→ **TEXTAUSZUG**:
___

Oha, das hat gesessen: Jene die sich die Mühe machten, die Anhörungen zu verfolgen, hatten einen erheblichen Erkenntnisgewinn. Jenen, die nicht zuhörten oder nicht über das Verhandelte informiert wurden, gingen sehr wichtige Informationen verloren. Das heißt, ihnen war es nicht möglich, sich eine eigene Meinung zu bilden.

Das betrifft auch OZ-Leser, denn die Berichterstattung war dürftig. Wesentliche Fakten berichtete die OZ nicht, einfach, weil niemand zuhörte. Unvergesslich, weil voller Belanglosigkeiten, war der Langweiler in der Greifswalder Zeitung, in dem u.a. mitgeteilt wurde, wer wo sitzt.

Wenn ich bedenke, dass über ein in vieler Hinsicht entscheidendes Projekt für Vorpommern verhandelt wurde, finde ich, dass die OZ - mit Ausnahmen - versagt hat, die Greifswalder Zeitung sowieso. Und niemand soll jammern wegen der Unterbesetzung der Redaktion. Das interessiert zahlende Leser nicht. Sie wollen so informiert werden, wie es die OZ ihnen versprochen hat:

Der oben zitierte Leserbrief war aber noch nicht zu Ende. In der gedruckten Ausgabe fehlte dieser Abschnitt:
Und noch eine Bemerkung zum "größten privaten Investor in M-V": DONG Energy ist zu 70% im Besitz des Dänischen Staates, damit kaum privat, die Größe der Investition hat sich innerhalb von eineinhalb Jahren von 1,5 Mrd. € auf 2,3 bis 2,5 Mrd. € erhöht (Zahlen aus der OZ), aber nicht aus Liebe zu M-V, sondern auf Grund der Preissteigerung für die Ausrüstungen und davon hat M-V überhaupt nichts! Der überwiegende Teil der Investition wird außerhalb von M-V ausgegeben, die Kohle importiert, der Strom exportiert, nur die Schadstoffe bleiben in Mecklenburg-Vorpommern und auf diese können wir gern verzichten!

___

→ **DATEN ZUR AUFGABE**:
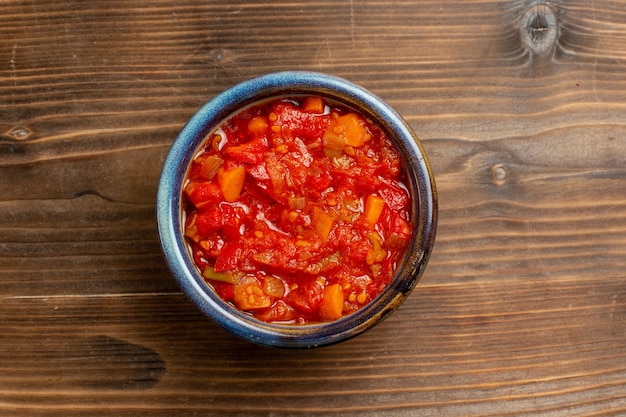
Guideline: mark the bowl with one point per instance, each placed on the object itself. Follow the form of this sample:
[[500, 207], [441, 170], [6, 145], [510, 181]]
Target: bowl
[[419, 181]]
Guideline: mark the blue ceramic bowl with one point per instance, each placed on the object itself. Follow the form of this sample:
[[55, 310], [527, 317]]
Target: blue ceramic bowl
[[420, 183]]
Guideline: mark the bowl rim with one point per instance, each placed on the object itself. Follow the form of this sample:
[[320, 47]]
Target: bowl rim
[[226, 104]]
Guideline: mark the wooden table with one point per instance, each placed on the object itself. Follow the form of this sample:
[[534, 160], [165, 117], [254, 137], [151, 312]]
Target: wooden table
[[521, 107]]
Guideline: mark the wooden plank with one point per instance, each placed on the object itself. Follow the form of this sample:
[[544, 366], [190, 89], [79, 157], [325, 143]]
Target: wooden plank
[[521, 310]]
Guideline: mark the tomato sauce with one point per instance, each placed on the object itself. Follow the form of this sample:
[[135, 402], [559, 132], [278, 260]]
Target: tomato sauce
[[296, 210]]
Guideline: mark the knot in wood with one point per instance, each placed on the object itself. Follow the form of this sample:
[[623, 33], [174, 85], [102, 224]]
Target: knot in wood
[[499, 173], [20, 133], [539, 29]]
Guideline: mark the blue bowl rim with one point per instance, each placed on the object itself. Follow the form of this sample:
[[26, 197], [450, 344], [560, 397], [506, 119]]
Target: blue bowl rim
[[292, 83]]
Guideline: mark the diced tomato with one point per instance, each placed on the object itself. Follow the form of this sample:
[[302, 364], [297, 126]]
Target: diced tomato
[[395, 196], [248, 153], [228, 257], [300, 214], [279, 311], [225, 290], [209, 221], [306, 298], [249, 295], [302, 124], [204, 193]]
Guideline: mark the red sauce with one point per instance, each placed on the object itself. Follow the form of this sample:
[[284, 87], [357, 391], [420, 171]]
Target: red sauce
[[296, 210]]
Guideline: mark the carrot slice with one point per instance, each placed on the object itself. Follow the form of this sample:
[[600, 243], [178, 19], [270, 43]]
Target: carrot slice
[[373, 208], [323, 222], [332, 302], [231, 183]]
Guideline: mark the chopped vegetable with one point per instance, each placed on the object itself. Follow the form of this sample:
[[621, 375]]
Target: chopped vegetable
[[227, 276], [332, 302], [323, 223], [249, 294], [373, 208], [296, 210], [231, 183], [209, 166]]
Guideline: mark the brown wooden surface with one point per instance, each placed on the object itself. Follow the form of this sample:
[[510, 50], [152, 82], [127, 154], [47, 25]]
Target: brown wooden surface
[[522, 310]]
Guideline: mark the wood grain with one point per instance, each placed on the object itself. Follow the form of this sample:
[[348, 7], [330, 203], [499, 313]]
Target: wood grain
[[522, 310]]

___

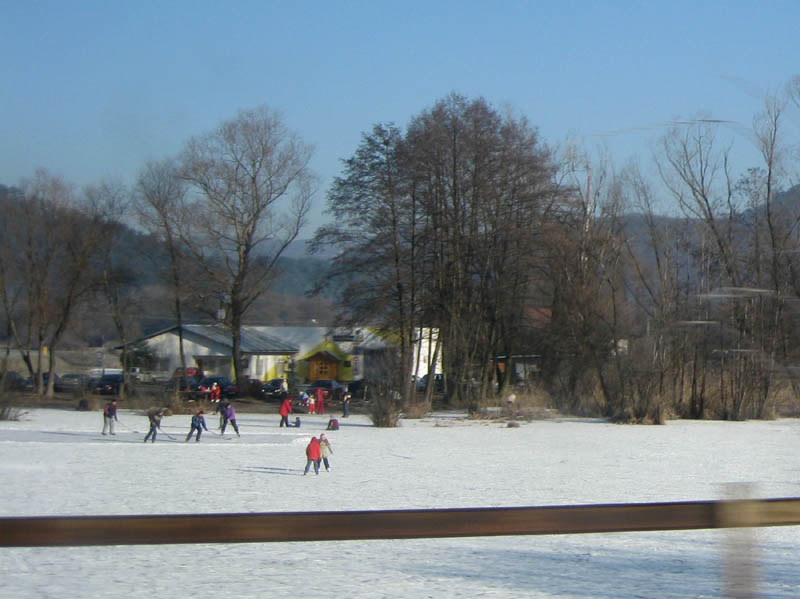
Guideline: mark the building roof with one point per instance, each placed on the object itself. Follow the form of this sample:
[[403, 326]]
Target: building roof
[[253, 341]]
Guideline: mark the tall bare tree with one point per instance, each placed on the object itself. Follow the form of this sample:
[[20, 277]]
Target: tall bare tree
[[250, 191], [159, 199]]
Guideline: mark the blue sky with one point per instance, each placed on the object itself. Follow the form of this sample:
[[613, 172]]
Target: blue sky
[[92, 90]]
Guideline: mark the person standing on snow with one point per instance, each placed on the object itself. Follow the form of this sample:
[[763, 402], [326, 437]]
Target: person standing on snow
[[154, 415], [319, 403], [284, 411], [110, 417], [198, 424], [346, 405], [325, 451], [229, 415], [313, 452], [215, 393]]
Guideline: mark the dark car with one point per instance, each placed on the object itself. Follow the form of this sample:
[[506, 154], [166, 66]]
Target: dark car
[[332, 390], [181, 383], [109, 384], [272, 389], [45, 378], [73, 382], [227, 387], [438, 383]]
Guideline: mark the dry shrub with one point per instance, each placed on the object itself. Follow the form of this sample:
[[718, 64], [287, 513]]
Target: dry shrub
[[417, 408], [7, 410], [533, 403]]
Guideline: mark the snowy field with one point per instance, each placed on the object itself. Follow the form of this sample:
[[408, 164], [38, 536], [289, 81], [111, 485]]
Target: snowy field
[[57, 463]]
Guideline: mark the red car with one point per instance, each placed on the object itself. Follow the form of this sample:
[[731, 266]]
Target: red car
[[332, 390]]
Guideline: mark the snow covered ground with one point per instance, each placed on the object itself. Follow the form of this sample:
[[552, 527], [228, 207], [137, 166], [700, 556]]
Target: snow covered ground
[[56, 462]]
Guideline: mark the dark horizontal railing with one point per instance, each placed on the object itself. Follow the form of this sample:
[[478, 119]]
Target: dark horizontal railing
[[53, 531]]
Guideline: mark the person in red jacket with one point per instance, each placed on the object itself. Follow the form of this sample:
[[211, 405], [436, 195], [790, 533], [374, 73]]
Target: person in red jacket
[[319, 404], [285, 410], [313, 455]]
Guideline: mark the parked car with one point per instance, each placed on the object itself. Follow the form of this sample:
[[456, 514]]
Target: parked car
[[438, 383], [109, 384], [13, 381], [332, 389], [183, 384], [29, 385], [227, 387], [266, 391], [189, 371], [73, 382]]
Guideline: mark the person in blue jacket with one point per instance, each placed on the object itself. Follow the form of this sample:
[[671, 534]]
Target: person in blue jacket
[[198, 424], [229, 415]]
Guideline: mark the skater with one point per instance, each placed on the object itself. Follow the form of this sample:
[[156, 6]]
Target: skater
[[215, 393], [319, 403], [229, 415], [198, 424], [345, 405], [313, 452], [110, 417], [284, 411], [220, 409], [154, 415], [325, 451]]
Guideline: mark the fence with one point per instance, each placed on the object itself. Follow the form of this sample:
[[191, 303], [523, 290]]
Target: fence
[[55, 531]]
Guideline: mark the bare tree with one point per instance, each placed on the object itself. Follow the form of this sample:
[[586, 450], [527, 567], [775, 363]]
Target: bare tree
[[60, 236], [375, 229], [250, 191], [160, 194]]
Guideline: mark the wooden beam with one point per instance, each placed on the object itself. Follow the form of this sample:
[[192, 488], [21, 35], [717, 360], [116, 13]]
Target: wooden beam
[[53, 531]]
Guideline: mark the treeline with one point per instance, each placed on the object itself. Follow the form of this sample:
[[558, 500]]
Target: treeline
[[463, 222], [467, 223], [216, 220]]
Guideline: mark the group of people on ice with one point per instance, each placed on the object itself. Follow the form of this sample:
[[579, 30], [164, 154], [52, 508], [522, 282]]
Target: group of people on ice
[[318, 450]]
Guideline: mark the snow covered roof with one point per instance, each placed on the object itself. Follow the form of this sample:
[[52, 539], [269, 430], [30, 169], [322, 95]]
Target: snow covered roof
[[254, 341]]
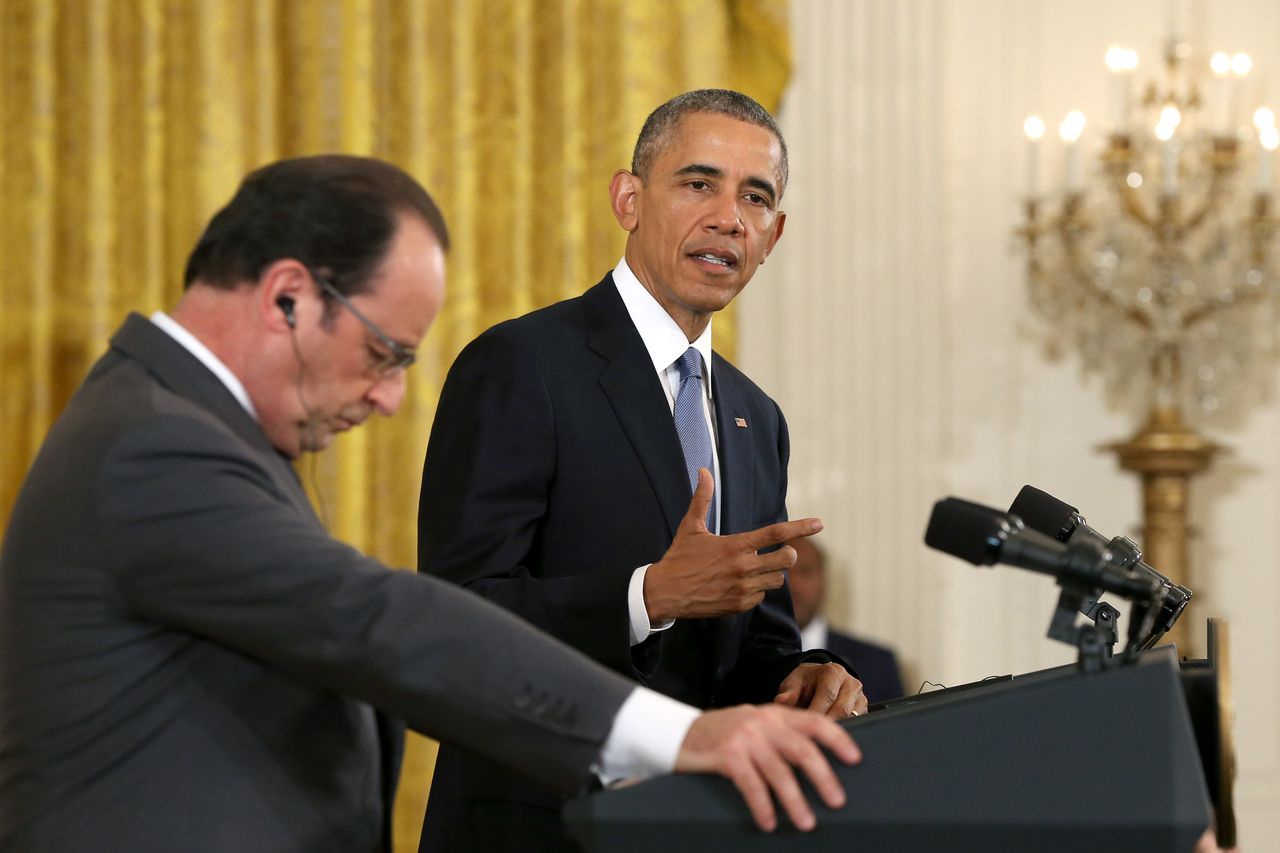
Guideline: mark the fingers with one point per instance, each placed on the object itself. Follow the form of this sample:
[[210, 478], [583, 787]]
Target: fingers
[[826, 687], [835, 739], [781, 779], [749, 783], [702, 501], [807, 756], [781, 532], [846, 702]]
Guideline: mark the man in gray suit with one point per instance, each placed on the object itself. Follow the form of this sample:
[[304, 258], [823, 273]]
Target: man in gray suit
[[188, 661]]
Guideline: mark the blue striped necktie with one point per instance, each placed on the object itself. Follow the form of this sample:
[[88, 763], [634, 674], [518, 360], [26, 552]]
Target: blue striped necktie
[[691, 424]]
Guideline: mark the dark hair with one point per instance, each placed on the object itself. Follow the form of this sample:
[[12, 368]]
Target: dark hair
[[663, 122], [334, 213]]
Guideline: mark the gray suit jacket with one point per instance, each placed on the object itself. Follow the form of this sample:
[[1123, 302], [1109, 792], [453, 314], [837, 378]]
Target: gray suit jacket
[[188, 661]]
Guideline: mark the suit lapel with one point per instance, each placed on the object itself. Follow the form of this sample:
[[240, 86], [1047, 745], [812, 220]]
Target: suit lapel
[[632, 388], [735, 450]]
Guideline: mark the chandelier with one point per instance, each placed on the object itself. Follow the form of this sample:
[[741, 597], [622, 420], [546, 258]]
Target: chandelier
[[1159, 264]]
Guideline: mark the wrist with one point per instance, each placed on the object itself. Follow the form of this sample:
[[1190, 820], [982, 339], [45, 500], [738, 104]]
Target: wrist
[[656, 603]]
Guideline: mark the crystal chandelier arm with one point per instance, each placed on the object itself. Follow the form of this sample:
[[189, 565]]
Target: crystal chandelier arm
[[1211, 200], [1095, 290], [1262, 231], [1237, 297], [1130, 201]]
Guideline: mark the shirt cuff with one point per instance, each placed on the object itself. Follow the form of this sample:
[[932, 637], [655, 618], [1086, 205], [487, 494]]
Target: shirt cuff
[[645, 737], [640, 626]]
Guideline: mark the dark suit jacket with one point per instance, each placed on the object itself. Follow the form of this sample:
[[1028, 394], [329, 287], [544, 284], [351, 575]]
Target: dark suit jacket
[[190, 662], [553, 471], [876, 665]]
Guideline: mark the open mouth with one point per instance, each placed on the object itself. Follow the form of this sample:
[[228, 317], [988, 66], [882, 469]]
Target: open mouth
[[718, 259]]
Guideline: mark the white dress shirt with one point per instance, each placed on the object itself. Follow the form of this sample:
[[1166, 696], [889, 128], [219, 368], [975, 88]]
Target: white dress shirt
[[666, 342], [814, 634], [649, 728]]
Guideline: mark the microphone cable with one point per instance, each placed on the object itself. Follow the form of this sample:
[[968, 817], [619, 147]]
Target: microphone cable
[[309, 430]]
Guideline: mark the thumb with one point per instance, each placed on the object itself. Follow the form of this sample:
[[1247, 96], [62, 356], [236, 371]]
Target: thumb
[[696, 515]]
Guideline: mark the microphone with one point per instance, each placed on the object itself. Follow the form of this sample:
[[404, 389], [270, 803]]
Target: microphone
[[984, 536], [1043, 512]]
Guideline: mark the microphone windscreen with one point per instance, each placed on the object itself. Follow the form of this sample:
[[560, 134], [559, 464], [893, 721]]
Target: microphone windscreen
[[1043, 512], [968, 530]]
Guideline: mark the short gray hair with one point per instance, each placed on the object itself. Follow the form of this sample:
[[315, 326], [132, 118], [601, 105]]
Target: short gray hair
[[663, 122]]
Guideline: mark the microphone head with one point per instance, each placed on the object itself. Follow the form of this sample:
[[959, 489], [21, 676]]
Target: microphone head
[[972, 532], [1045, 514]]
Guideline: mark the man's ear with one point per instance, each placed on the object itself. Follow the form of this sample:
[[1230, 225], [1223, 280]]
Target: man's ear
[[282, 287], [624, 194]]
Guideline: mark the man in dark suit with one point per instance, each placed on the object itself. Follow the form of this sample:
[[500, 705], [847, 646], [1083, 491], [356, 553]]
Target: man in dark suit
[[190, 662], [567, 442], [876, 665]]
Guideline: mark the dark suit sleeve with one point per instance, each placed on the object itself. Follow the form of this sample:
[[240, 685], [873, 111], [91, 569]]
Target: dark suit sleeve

___

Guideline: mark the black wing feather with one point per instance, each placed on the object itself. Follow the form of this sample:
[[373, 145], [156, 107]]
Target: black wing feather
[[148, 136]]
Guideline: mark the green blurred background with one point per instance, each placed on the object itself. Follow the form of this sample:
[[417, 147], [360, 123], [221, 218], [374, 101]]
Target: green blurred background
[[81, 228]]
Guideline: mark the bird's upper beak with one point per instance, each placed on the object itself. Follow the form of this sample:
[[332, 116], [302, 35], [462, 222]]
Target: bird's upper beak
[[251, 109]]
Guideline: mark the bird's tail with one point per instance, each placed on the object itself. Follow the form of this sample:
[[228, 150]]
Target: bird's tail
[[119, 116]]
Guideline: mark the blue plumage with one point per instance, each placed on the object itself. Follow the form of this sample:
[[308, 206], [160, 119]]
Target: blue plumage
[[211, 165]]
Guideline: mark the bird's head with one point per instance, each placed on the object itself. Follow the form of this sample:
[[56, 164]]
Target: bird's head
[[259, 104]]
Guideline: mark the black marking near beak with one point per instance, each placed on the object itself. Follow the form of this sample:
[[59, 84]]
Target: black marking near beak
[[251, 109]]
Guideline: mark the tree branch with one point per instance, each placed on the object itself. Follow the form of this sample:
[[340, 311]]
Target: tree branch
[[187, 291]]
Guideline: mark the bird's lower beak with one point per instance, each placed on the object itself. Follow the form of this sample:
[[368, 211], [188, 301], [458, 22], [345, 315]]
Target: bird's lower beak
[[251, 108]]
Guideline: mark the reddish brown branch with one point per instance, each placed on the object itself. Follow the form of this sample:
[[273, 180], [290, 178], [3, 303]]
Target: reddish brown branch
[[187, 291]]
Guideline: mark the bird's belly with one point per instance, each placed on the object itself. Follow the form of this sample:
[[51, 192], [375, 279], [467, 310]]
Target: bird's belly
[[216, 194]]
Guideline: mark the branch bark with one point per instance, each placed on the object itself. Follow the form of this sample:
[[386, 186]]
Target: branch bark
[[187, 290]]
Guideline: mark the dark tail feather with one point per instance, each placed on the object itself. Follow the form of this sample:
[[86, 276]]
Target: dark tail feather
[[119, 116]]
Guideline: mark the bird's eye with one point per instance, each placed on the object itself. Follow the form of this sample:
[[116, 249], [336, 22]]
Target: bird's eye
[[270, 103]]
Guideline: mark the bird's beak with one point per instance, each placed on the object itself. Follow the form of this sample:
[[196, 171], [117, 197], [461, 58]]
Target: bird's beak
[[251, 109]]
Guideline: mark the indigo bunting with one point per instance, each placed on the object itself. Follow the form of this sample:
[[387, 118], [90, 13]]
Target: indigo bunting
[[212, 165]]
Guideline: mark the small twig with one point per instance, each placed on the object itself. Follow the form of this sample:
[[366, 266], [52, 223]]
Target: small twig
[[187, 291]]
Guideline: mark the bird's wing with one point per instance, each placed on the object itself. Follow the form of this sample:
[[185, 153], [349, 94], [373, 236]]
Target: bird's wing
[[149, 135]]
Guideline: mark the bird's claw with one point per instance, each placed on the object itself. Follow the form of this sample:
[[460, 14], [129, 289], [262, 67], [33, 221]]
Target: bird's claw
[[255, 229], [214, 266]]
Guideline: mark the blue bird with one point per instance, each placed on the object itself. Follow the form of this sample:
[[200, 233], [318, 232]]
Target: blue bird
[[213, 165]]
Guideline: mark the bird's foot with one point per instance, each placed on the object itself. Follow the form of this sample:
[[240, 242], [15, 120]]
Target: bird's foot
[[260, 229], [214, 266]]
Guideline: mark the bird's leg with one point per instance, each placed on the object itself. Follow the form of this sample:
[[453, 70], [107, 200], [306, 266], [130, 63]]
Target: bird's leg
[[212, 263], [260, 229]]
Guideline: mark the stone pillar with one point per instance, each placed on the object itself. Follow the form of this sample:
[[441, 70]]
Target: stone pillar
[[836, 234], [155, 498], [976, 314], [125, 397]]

___

→ **AUFGABE A**:
Bearbeite die Zeilen der Liste ab der Zeile mit "Guideline: mark the bowl with" bis einschließlich der Zeile mit "[[292, 83]]": Gib sie erneut aus, ersetze dabei "one point per instance" durch "exactly one point per instance" und lass alles andere unverändert.
→ **AUFGABE B**:
Knüpf an den Text über die OZ-Berichterstattung und DONG Energy an und setze ihn nach seinem letzten Satz fort.

→ **RICHTIGE ANTWORT A**:
Guideline: mark the bowl with exactly one point per instance, each placed on the object itself. Follow the form of this sample:
[[500, 207], [441, 170], [6, 145], [510, 181]]
Target: bowl
[[419, 181]]
Guideline: mark the blue ceramic bowl with exactly one point per instance, each placed on the object itself. Follow the form of this sample:
[[55, 310], [527, 317]]
Target: blue ceramic bowl
[[420, 183]]
Guideline: mark the bowl rim with exactly one point per instance, each placed on the object itself. Follow the form of this sample:
[[320, 47]]
Target: bowl rim
[[226, 104]]
Guideline: mark the wooden table with exactly one point per instance, each placed on the object itself. Follow the form of this sample:
[[534, 160], [165, 117], [254, 137], [151, 312]]
Target: wooden table
[[521, 107]]
Guideline: mark the wooden plank with exactly one point per instance, each placed on the object itself. Follow the form of this sample:
[[544, 366], [190, 89], [79, 157], [325, 143]]
Target: wooden plank
[[521, 310]]
Guideline: mark the tomato sauce with exactly one point per instance, each placed on the object itself. Follow the form of this sample:
[[135, 402], [559, 132], [278, 260]]
Target: tomato sauce
[[296, 210]]
Guideline: mark the knot in wood with exactly one point per instance, each placed on the object itself. Follow the form of this sample:
[[623, 33], [174, 85], [102, 224]]
Target: knot in wood
[[499, 173], [20, 133], [539, 29]]
Guideline: mark the blue bowl rim with exactly one point per instance, each placed on the object itself. Follow the form of this sample:
[[26, 197], [450, 344], [560, 397], [506, 119]]
Target: blue bowl rim
[[292, 83]]

→ **RICHTIGE ANTWORT B**:
Waleri Lobanowitsch aus Kröslin
Völlig uninteressant für OZ-Leser, muss die Mantelredaktion gedacht haben. Das verwirrt und langweilt Leser nur.
Meinungen wiedergeben, daran sind die Leser gewöhnt; Fakten, in einen Zusammenhang gestellt - bloß nicht so ein neumodischer Kram!

Ärgert sich ein Leser über mangelhafte Recherche, nennt den Artikel flachen Journalismus und teilt das der OZ mit, passiert Seltsames:

Einerseits erscheint wenige Tage später ein Artikel, der den kritisierten Text ergänzt. Andererseits erhält der Briefschreiber eine Antwort auf einen Leserbrief, nach dessen Verbleib er sich gar nicht erkundigt hatte, weil er bereits online veröffentlicht wurde.

Hier zur Erinnerung Auszüge aus dem veröffentlichten Brief:

Was glauben Sie denn, wie viele OZ-Leser sich dafür interessieren, wohin Sie vor 11 Monaten ein Buch vermölt haben? Sie hätten es nicht nötig, mit solchen Banalitäten eine Spalte zu füllen. Sie und Ihre Greifswalder Kollegen hätten gut daran getan, sich in den vergangenen Wochen im Schawi einen Informationsgewinn zu verschaffen und Ihre Noch-Leser, die hier zu Hause sind, darüber zu informieren, was ein Investor vorbringen lässt, um ein Kohlekraftwerk schönzureden und wie das in der Bevölkerung ankommt. ... Falls die Greifswalder Lokalredaktion weiterhin darauf angewiesen ist, ihre Leser mit Nichtigkeiten zu langweilen, biete ich Ihnen an, für die nächsten 200 Tage täglich etwas Interessantes zu diesem Thema zu schreiben.
Nachgefragt hatte er wegen des nicht erschienenen Leserbriefes.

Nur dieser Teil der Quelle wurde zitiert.